Set exercise 1
List every field label that appears in the bulleted lines of the TransCL abstract page.
Set exercise 2
Decide whether each statement below agrees with the TransCL abstract page, answering yes or no and quoting the words from the page that settle it.
(a) The paper is credited to Chong Mou and Jian Zhang.
(b) Previous attempts at compressive learning scale well to complex real-world high-resolution data.
(c) TransCL is designed to work only with a fixed CS ratio.
Set exercise 3
Transcribe the portion of the TransCL abstract page that begins with the words containing "Previous attempts on" and ends with "TransCL, is proposed.".

Provided text

--- Begin ---

TransCL: Transformer Makes Strong and Flexible Compressive Learning
- URL: http://arxiv.org/abs/2207.11972v1
- Date: Mon, 25 Jul 2022 08:21:48 GMT
- Title: TransCL: Transformer Makes Strong and Flexible Compressive Learning
- Authors: Chong Mou, Jian Zhang
- Abstract summary: Compressive learning (CL) is an emerging framework that integrates signal acquisition via compressed sensing (CS) and machine learning for inference tasks directly on a small number of measurements.
Previous attempts on CL are not only limited to a fixed CS ratio, but also limited to MNIST/CIFAR-like datasets and do not scale to complex real-world high-resolution (HR) data or vision tasks.
In this paper, a novel transformer-based compressive learning framework on large-scale images with arbitrary CS ratios, dubbed TransCL, is proposed.

--- End ---

Data provided
--- Begin ---

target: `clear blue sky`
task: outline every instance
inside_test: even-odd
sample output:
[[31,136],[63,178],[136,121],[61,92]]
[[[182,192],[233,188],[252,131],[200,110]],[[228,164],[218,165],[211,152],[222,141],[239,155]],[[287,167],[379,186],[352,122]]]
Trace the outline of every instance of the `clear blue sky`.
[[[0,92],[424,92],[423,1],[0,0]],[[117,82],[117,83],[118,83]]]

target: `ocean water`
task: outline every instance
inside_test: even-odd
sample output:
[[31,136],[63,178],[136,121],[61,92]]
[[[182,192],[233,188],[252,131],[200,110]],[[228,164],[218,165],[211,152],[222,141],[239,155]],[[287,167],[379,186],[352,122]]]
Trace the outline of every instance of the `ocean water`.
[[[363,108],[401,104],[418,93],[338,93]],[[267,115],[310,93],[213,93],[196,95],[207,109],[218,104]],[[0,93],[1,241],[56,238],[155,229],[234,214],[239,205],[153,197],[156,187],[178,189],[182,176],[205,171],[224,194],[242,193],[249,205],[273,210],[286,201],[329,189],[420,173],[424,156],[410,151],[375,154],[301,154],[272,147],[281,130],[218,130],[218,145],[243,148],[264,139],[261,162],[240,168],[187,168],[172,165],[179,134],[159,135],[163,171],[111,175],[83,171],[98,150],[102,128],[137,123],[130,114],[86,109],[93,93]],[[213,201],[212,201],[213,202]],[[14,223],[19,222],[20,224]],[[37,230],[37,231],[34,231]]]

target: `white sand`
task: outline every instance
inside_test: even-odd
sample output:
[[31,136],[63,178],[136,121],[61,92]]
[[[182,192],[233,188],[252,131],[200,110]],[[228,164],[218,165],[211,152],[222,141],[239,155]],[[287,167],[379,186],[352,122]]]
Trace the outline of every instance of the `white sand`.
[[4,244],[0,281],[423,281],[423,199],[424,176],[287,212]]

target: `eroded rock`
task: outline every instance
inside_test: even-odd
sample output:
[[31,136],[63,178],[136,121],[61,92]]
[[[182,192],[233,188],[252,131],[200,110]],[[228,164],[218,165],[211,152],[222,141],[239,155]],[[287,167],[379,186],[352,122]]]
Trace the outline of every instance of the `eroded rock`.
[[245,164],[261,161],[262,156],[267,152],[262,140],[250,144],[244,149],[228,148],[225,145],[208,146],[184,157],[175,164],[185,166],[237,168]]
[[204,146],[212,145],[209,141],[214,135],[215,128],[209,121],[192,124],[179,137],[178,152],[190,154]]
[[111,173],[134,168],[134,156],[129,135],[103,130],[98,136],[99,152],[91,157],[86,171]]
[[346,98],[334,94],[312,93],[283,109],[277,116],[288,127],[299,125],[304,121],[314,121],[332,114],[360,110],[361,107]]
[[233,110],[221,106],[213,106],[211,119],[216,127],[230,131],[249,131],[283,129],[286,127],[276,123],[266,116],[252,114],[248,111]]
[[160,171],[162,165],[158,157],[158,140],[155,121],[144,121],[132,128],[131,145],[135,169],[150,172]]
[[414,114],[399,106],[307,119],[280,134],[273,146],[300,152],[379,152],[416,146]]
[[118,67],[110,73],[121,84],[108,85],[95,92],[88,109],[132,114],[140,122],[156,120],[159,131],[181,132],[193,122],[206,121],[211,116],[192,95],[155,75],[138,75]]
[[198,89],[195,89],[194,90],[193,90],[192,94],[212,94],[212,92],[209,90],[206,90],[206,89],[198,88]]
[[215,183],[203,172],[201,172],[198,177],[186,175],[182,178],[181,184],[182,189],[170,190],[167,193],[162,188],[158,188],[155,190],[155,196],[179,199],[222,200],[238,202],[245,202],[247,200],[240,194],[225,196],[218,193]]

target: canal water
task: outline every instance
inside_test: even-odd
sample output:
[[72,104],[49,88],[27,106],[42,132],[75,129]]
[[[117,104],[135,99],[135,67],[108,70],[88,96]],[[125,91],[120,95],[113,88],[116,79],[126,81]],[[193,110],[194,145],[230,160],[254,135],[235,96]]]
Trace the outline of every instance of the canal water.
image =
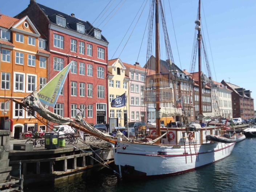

--- End ---

Result 1
URL, Date, Title, Authors, Abstract summary

Result 2
(a) Yes: "Authors: Chong Mou, Jian Zhang"
(b) No: "do not scale to complex real-world high-resolution (HR) data or vision tasks"
(c) No: "on large-scale images with arbitrary CS ratios"

Result 3
Previous attempts on CL are not only limited to a fixed CS ratio, but also limited to MNIST/CIFAR-like datasets and do not scale to complex real-world high-resolution (HR) data or vision tasks.
In this paper, a novel transformer-based compressive learning framework on large-scale images with arbitrary CS ratios, dubbed TransCL, is proposed.